- [Set tasks]:
**1.** Rewrite the SQLAlchemy mailing list post from "Troy Wed, 21" up to and including "with _OrderByClause and _GroupByClause.", putting "patch file" in place of "diff file".
**2.** Pick up the SQLAlchemy mailing list post after its final sentence and write what comes next.

[sqlalchemy] Re: Differentiate ANSIIdentifierPreparer.format_column select clause from where clause??

Troy Wed, 21 Feb 2007 07:29:36 -0800

Mike,

Based on your excellent feedback and trying a couple different
approaches I came up with the following.  I have a diff file, but I'm
new to contributing to  open source so I'm not sure the best method to
get this to you (so I'll copy paste below).  The overview:


* added visit_case_insensitive and overrode in PGCompiler to use
"lower"
* sub-classed ClauseList with _OrderByClause and _GroupByClause.

This was done to add some context as to where in the statement the
clauses belong, because we do not want to mess with the case of the
results being returned, only when the character data is compared at
the server.  I need to do some more work to peg HAVING, but this works
well otherwise.

- [Shape boundary entries]:
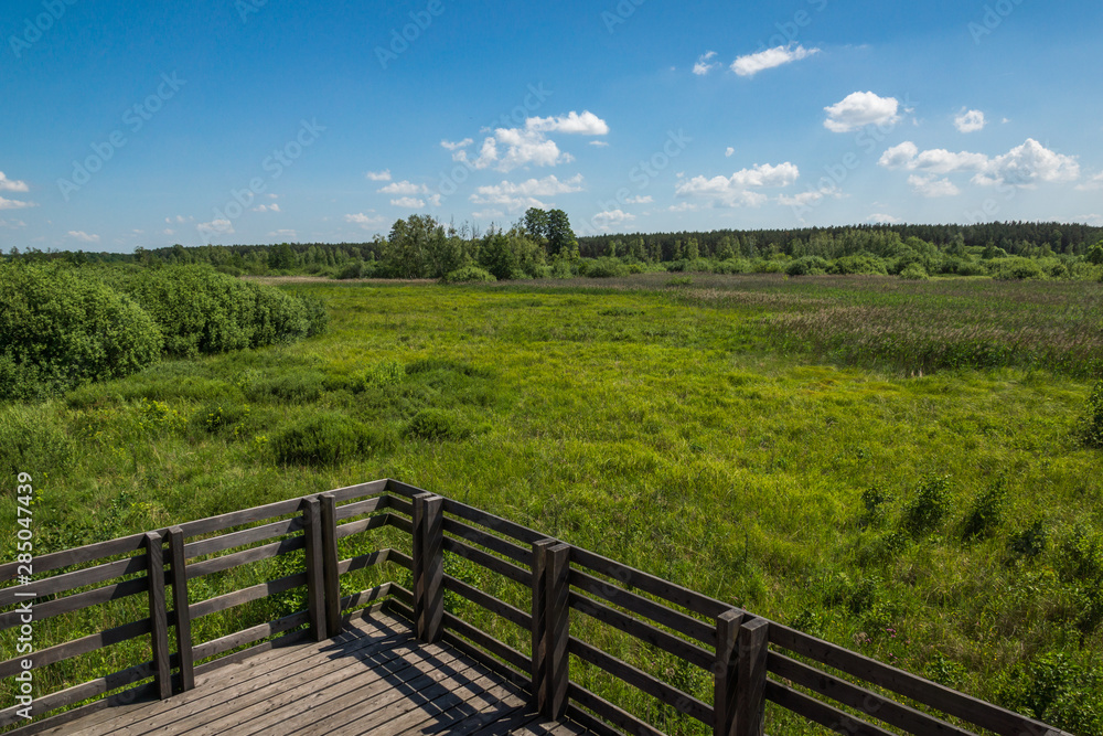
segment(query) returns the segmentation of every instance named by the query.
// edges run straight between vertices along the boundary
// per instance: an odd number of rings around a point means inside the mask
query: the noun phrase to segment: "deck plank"
[[[462,650],[417,641],[377,611],[323,642],[272,649],[204,672],[164,701],[108,707],[39,729],[61,736],[581,736]],[[14,732],[20,733],[20,732]]]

- [The responses]:
**1.**
Troy Wed, 21 Feb 2007 07:29:36 -0800

Mike,

Based on your excellent feedback and trying a couple different
approaches I came up with the following.  I have a patch file, but I'm
new to contributing to  open source so I'm not sure the best method to
get this to you (so I'll copy paste below).  The overview:


* added visit_case_insensitive and overrode in PGCompiler to use
"lower"
* sub-classed ClauseList with _OrderByClause and _GroupByClause.

**2.**
* added _CaseInsensitiveCompare like you mentioned.
* modified _compare_self instead of __eq__, and added case_compare
param to the String type

I think this is better then added case_compare at the column level,
because this only affects character data.  Dates, Int's, etc do not
have the same collation issues and the issues with Date that do exist
are already addressed.

Let me know if you need me to run in a different direction with this,
or what I need to do differently to get this considered to be included
in sqlalchemy.

Troy


====== Diff File ======

Index: sqlalchemy/sql.py
===================================================================
--- sqlalchemy/sql.py   (revision 2346)
+++ sqlalchemy/sql.py   (working copy)
@@ -351,6 +351,7 @@
     def visit_clauselist(self, list):pass
     def visit_calculatedclause(self, calcclause):pass
     def visit_function(self, func):pass
+    def visit_case_insensitive(self, func):pass
     def visit_cast(self, cast):pass
     def visit_label(self, label):pass
     def visit_typeclause(self, typeclause):pass
@@ -947,6 +948,17 @@
         else:
             return False

+class _OrderByClause(ClauseList):
+    def append(self, clause):
+        if _is_literal(clause):
+            clause = _TextClause(str(clause))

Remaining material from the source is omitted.